═════ Listed entries ═════

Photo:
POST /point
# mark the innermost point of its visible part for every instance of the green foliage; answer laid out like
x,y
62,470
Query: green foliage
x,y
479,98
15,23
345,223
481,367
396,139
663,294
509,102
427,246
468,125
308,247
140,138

═════

▶ What to work on: Can you print every line of the entries above verbatim, without changing a single character?

▶ Written answer:
Photo:
POST /point
# mark the innermost point of its visible part for every instance of the green foliage; answer laid out like
x,y
62,470
Query: green foliage
x,y
479,98
15,23
345,223
481,367
396,139
663,294
509,102
427,246
468,125
308,247
140,138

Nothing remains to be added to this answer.